### Teks Bacaan

Para Siswi Afghanistan Menangis karena Telah Menyelesaikan Pendidikan di Kelas Enam
Kelulusan di kelas enam berarti berakhirnya pendidikan bagi perempuan Afghanistan yang berada di bawah kekuasaan Taliban.
KABUL, SATUHARAPAN.COM-Bahara Rustam, 13 tahun, mengikuti kelas terakhirnya di Sekolah Bibi Razia di Kabul pada 11 Desember karena mengetahui bahwa itu adalah akhir dari pendidikannya. Di bawah pemerintahan Taliban, dia tidak mungkin menginjakkan kaki di ruang kelas lagi.
Pada September 2021, sebulan setelah pasukan Amerika Serikat dan NATO menarik diri dari Afghanistan setelah perang selama dua dekade, Taliban mengumumkan bahwa anak perempuan dilarang belajar setelah kelas enam.
Mereka memperluas larangan pendidikan ini ke universitas-universitas pada bulan Desember 2022. Taliban telah menentang kecaman dan peringatan global bahwa pembatasan tersebut akan membuat mereka hampir tidak mungkin mendapatkan pengakuan sebagai penguasa sah negara tersebut.
Pekan lalu, utusan khusus PBB, Roza Otunbayeva, menyatakan keprihatinannya bahwa generasi gadis Afghanistan semakin tertinggal seiring berjalannya waktu.
Pekan lalu, seorang pejabat di Kementerian Pendidikan mengatakan anak perempuan Afghanistan dari segala usia diperbolehkan belajar di sekolah agama yang dikenal sebagai madrasah, yang secara tradisional hanya diperuntukkan bagi anak laki-laki.
Namun Otunbayeva mengatakan masih belum jelas apakah ada kurikulum standar yang mengizinkan mata pelajaran modern.

### Catatan yang Ditampilkan
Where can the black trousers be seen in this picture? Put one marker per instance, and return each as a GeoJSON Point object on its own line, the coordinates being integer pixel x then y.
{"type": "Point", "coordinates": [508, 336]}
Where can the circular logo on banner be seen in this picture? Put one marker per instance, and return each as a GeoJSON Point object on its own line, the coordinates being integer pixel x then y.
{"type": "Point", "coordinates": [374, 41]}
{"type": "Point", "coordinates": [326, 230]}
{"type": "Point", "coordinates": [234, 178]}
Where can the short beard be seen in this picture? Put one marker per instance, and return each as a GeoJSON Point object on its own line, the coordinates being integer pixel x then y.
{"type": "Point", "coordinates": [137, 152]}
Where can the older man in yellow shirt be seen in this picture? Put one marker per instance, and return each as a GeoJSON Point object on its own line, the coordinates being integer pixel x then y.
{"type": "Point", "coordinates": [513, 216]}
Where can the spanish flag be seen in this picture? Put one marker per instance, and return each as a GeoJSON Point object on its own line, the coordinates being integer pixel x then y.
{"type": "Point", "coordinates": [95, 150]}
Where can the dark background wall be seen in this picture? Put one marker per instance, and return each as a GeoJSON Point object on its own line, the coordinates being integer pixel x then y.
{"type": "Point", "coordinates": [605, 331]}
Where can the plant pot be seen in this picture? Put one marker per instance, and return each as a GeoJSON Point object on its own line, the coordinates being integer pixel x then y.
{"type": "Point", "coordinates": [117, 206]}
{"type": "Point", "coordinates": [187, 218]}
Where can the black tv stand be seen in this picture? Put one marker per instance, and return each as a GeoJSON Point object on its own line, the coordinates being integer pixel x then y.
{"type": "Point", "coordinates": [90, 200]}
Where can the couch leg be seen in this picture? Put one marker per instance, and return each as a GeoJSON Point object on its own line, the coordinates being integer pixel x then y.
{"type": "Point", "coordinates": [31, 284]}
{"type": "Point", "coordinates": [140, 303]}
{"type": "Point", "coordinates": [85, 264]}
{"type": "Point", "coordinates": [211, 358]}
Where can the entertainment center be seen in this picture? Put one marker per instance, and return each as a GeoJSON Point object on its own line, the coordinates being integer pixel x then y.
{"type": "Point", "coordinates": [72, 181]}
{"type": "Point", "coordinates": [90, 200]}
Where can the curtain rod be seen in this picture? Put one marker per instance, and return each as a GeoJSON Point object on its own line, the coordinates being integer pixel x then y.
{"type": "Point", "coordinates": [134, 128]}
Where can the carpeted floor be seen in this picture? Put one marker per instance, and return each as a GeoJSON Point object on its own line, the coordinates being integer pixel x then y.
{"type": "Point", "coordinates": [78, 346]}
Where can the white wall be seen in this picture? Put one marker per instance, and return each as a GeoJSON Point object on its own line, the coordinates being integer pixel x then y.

### Latihan Singkat
Suntinglah bagian teks tentang pendidikan siswi Afghanistan yang dimulai dengan "Mereka memperluas larangan" dan berlanjut hingga "sah negara tersebut.", lalu tuliskan kembali bagian itu dengan mengganti "universitas-universitas" menjadi "perguruan tinggi".

### Jawaban
Mereka memperluas larangan pendidikan ini ke perguruan tinggi pada bulan Desember 2022. Taliban telah menentang kecaman dan peringatan global bahwa pembatasan tersebut akan membuat mereka hampir tidak mungkin mendapatkan pengakuan sebagai penguasa sah negara tersebut.